# Start of Extract
The NodeListArray class is meant to allow you, in c++, to treat a list of nodes, usually with coupling data, just like a regular 0-based c++ array. In our object development we found that we were quite often writing code that looked much like the following:

NetworkNode* nn = &o(NetworkNode, ownerobject(tonode(get(rank(node_v_myNetNodes, i)))));

That's pretty weird looking code. So we thought why not create a class that encapsulates all that weird code and allows us to just use array-style syntax, so that you can just add the correct NodeListArray to your class, and just write myNetNodes[i] to get the right dereference.

Now, there are different ways that a list of coupling nodes may be set up, so there are also several different types of NodeListArrays to represent these different types of lists. For example, you may have a list of just one-way pointers directly to the objects themselves. Or you may have a list of coupling nodes where the other side of the coupling is created in the "stored" attribute of the associated object, and so on.

NodeListArray is a template class that requires three template input parameters, although usually you will only need to provide the first template parameter, i.e. the type of class that will be referenced. The three template parameters are as follows: a class type, an Adder() function, and a Getter() function. Its class prototype is as follows:

NodeListArray<class T, void (*Adder)(treenode x, T* obj), T* (*Getter)(treenode x)>

The NodeListArray class has needs to be initialized on a parent node. When a new object is added to the list, the NodeListArray creates a new coupling node in the parent node. The parent node should not be used to store any child nodes other than those created by NodeListArray; two NodeListArrays should probably not share the same parent, but it is possible. If the node list array is part of an SDT or an ODT, initialization usually occurs in the bind() or bindVariables() method.

Methods

MethodDescription
void init(treenode parent) Sets the parent node of the list to the given node.
int size(void) Returns the number of members in the list.
T* operator [](int index) Uses the Getter() function to return the object at the given index.
# End of Extract
# Start of Given material
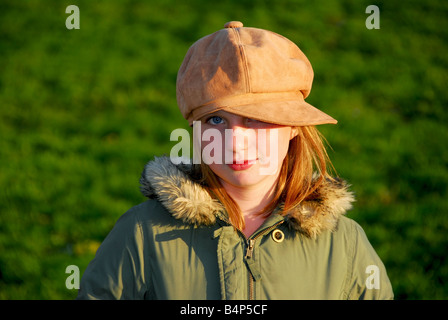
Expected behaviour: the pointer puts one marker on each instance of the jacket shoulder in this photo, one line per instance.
(367, 277)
# End of Given material
→ **What is asked**
1 - Could you return, word for word, the part of the NodeListArray passage that opens with the words containing "NodeListArray<class T, void" and closes with "the given index."?
2 - Resume the NodeListArray passage from the point where it stops.
None of the lines are needed here.

→ **Responses to the tasks**
1 -
NodeListArray<class T, void (*Adder)(treenode x, T* obj), T* (*Getter)(treenode x)>

The NodeListArray class has needs to be initialized on a parent node. When a new object is added to the list, the NodeListArray creates a new coupling node in the parent node. The parent node should not be used to store any child nodes other than those created by NodeListArray; two NodeListArrays should probably not share the same parent, but it is possible. If the node list array is part of an SDT or an ODT, initialization usually occurs in the bind() or bindVariables() method.

Methods

MethodDescription
void init(treenode parent) Sets the parent node of the list to the given node.
int size(void) Returns the number of members in the list.
T* operator [](int index) Uses the Getter() function to return the object at the given index.

2 -
T* operator [](char* name) Uses the Getter() function to return the object with the given name.
T* back(void) Uses the Getter() function to return the last object in the list.
T* add(T* obj) Uses the Adder() function to add the given object to the list. The object is returned.
void remove(int index) Removes the node at the given index (0-based) from the list.
void clearContents(void) Empties the list, destroying all subnodes of the parent.
void swap(int index1, int index2) Swaps the objects at the two indices.
int find(T* x) Returns the index (0-based) of the given object. Returns -1 on failure.

Types

There are several pre-defined kinds of node list arrays, each handling the process of adding to and accessing the list in its own way.

Note: For each of these classes, the Adder() function always adds a new node to the parent node of the list. This new node is used as a link to the data added to the list. In the following section, the phrase "the new sub-node" refers to this node.

NodeListArray<TheClass>::ObjPtrType

This represents a list of direct one-way pointers to ODT or SDT objects. For example:

NodeListArray<NetworkNode>::ObjPtrType myNetNodes;

Derefrencing myNetNodes[i] will return a NetworkNode*.

Adder()Points the new sub-node to the holder of the object. The object should already be on a node.
Getter()Returns the node that holds the object.

NodeListArray<TheClass>::CouplingSdtPtrType

This class represents a list of two-way pointers to coupling sdt nodes. It is like the ObjPtrType in that each item in the list is a coupling node that points to a node, but with a coupling sdt type. When adding, it will join the nodes together with a two-way pointer instead of just a one-way pointer to the object.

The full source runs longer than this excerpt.